- [WHAT THE TASK ASKS] Return the listing below verbatim, from its beginning up to and including the line containing "11,27,32,53", and omit the pictures from your answer.

- [EXCERPTED DATA]
╔══
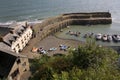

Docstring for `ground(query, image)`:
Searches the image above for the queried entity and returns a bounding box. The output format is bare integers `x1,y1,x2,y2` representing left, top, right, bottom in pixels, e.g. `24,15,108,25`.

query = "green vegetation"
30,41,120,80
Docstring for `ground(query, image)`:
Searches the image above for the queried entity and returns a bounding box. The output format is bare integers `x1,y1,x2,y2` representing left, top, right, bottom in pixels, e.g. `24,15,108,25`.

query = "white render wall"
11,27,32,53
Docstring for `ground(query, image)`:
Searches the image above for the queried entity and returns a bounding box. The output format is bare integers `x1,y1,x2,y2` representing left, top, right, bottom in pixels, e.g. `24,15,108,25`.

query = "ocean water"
╚══
- [ANSWER TO THIS TASK]
Docstring for `ground(query, image)`:
Searches the image above for the queried entity and returns a bounding box. The output format is bare integers `x1,y1,x2,y2` representing left, top, right, bottom in pixels, e.g. `24,15,108,25`.

query = "green vegetation"
30,41,120,80
Docstring for `ground(query, image)`:
Searches the image above for the queried entity and returns a bounding box. The output format is bare integers `x1,y1,x2,y2` representing left, top, right, bottom in pixels, e.g. `24,15,108,25`.

query = "white render wall"
11,27,32,53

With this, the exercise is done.